TASK STATEMENT -
How many lines in the records contain the string "stained", matching case exactly? Reply with the number alone.

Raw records

········

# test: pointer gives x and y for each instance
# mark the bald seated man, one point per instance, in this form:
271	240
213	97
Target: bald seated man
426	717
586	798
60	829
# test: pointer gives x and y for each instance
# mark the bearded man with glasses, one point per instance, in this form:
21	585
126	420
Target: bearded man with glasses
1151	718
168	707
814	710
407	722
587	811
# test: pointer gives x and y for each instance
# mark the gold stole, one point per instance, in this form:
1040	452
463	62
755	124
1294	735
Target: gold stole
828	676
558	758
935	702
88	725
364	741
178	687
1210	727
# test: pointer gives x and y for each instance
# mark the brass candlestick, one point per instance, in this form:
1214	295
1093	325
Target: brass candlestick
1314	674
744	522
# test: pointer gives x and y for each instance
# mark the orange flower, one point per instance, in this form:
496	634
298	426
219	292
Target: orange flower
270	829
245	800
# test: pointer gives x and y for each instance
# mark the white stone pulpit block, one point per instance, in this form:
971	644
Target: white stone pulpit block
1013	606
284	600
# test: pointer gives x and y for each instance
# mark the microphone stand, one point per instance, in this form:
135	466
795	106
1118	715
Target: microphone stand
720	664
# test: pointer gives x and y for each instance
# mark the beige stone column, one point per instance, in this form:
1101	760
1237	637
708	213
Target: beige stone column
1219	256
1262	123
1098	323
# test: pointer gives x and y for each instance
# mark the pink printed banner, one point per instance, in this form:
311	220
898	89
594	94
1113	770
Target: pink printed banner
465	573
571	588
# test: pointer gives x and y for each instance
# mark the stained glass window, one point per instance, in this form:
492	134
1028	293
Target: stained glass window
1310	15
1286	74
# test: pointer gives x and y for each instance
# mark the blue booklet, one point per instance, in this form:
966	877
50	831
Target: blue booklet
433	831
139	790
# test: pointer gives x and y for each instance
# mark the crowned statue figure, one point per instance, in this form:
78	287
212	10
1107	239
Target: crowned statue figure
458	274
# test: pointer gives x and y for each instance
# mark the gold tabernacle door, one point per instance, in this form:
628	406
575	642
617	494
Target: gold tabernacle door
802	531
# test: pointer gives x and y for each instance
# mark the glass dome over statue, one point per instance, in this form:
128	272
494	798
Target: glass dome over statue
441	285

········

SOLUTION FOR THIS TASK -
2